**Given task**
Rewrite all of the lines below, swapping "Segmentation" for "Outline" everywhere and changing nothing else. Leave the pictures out.
-------- Data rows
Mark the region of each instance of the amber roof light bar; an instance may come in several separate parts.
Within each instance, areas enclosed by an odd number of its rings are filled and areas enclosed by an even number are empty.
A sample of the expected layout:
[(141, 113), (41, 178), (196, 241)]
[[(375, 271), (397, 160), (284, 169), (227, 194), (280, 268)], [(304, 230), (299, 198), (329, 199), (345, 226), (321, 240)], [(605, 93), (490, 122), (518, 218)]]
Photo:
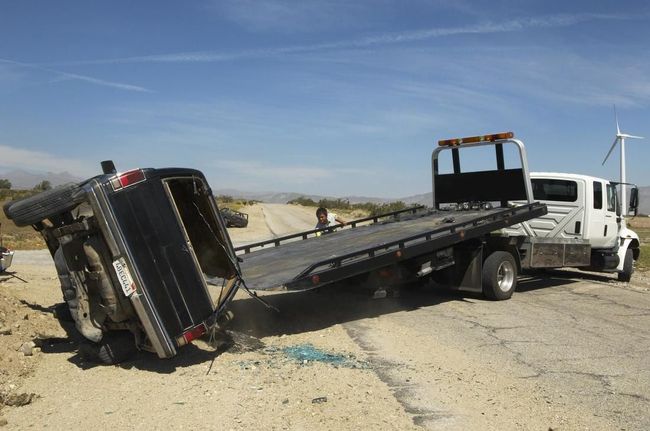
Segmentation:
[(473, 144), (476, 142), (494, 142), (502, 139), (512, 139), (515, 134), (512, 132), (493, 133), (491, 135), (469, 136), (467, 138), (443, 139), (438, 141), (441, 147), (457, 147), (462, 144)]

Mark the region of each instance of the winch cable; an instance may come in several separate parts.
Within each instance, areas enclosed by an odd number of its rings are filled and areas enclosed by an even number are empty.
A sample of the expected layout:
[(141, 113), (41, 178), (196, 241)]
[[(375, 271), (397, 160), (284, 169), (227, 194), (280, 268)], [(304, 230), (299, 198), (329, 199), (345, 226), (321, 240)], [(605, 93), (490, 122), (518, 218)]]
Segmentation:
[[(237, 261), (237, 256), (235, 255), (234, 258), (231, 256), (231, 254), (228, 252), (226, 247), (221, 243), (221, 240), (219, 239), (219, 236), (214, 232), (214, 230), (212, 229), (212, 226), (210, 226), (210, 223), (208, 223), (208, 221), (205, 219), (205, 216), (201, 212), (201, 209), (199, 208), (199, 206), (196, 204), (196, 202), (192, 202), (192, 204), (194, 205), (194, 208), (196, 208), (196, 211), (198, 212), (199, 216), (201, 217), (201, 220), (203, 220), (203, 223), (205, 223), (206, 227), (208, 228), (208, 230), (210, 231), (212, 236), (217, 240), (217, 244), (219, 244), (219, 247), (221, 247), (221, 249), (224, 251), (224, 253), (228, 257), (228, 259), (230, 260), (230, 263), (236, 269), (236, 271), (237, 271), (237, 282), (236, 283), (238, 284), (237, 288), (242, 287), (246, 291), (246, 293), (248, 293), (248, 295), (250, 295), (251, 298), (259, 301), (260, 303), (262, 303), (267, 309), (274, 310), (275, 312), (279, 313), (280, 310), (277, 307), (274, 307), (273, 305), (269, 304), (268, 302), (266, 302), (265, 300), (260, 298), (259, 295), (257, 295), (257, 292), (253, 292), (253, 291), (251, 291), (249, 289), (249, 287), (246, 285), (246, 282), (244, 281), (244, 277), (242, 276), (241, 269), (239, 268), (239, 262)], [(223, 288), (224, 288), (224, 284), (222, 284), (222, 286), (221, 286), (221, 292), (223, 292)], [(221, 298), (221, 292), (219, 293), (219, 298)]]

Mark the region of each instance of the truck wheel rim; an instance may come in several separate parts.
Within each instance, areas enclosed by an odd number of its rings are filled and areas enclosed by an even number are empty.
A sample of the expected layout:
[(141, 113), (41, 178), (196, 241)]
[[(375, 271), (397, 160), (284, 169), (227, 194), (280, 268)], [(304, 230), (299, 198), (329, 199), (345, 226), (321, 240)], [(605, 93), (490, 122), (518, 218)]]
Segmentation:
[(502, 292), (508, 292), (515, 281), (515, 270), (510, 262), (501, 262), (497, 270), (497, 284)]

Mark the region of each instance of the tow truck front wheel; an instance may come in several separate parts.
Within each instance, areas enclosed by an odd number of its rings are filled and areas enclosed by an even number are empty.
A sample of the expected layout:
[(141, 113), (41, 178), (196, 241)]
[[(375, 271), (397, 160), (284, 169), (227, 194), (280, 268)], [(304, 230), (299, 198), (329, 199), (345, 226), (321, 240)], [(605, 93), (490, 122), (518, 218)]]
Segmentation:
----------------
**Task solution**
Mark the region of each instance of the amber roof light bar; an instance may come in several separate parts.
Within each instance, areas enclosed by an odd number of its rings are filled and areas enclosed by an even number are empty.
A sample of the expected layout:
[(141, 113), (41, 178), (196, 241)]
[[(375, 271), (397, 160), (284, 169), (227, 194), (280, 268)], [(304, 230), (299, 198), (329, 199), (345, 226), (321, 240)], [(605, 93), (490, 122), (518, 218)]]
Photo:
Outline:
[(473, 144), (476, 142), (494, 142), (502, 139), (512, 139), (515, 134), (512, 132), (493, 133), (491, 135), (469, 136), (467, 138), (443, 139), (438, 141), (441, 147), (457, 147), (462, 144)]

Mark the region of each instance of the winch cable; an instance may come in several separate parts.
Within each instance, areas enclosed by an odd number of its rings are filled and areas enclosed by an even number are empty.
A sample of the expected layout:
[(141, 113), (41, 178), (196, 241)]
[[(375, 271), (397, 160), (284, 169), (227, 194), (280, 268)], [(304, 230), (299, 198), (329, 199), (345, 226), (321, 240)], [(605, 93), (490, 122), (518, 218)]]
Outline:
[[(237, 261), (237, 256), (235, 255), (234, 258), (231, 256), (231, 254), (228, 252), (226, 247), (221, 243), (221, 240), (219, 239), (219, 236), (214, 232), (214, 230), (212, 229), (212, 226), (210, 226), (210, 223), (208, 223), (208, 221), (205, 219), (205, 216), (201, 212), (201, 209), (199, 208), (199, 206), (196, 204), (196, 202), (192, 202), (192, 204), (194, 205), (194, 208), (196, 208), (196, 211), (198, 212), (199, 216), (201, 217), (201, 220), (203, 220), (203, 223), (205, 223), (206, 227), (208, 228), (208, 230), (210, 231), (212, 236), (217, 240), (217, 244), (219, 244), (219, 247), (221, 247), (221, 249), (224, 251), (224, 253), (228, 257), (228, 259), (230, 260), (230, 263), (236, 269), (236, 271), (237, 271), (237, 282), (236, 283), (238, 284), (237, 288), (242, 287), (246, 291), (246, 293), (248, 293), (248, 295), (250, 295), (251, 298), (259, 301), (260, 303), (262, 303), (267, 309), (274, 310), (275, 312), (279, 313), (280, 310), (277, 307), (274, 307), (273, 305), (269, 304), (268, 302), (266, 302), (265, 300), (260, 298), (259, 295), (257, 295), (257, 292), (253, 292), (253, 291), (251, 291), (249, 289), (249, 287), (246, 285), (246, 282), (244, 281), (244, 277), (242, 276), (241, 269), (239, 268), (239, 262)], [(223, 288), (224, 288), (224, 284), (222, 284), (222, 286), (221, 286), (221, 292), (223, 292)], [(221, 298), (221, 292), (219, 293), (219, 298)]]

Mark the region of each instance of the truck wheel rim; an instance may come in several separate parts.
Within each instance, areas enclosed by an odd number of its rings are filled and areas enclosed by an even number are empty.
A sample of the expected layout:
[(141, 113), (41, 178), (196, 241)]
[[(375, 271), (397, 160), (284, 169), (227, 194), (280, 268)], [(304, 230), (299, 198), (329, 199), (345, 226), (321, 240)], [(605, 93), (490, 122), (518, 218)]]
Outline:
[(502, 292), (508, 292), (515, 281), (515, 270), (510, 262), (501, 262), (497, 270), (497, 284)]

Mark the region of each instance of the tow truck front wheel; an instance may come in several separate parts.
Within each instance, areas enclosed by an odd number of its rings are filled and areas enclosed by an even number are empty.
A sample of the expected layout:
[(141, 113), (41, 178), (196, 241)]
[[(375, 271), (397, 160), (284, 169), (227, 194), (280, 268)], [(304, 230), (299, 198), (329, 199), (345, 226), (321, 240)], [(605, 93), (490, 122), (518, 218)]]
Outline:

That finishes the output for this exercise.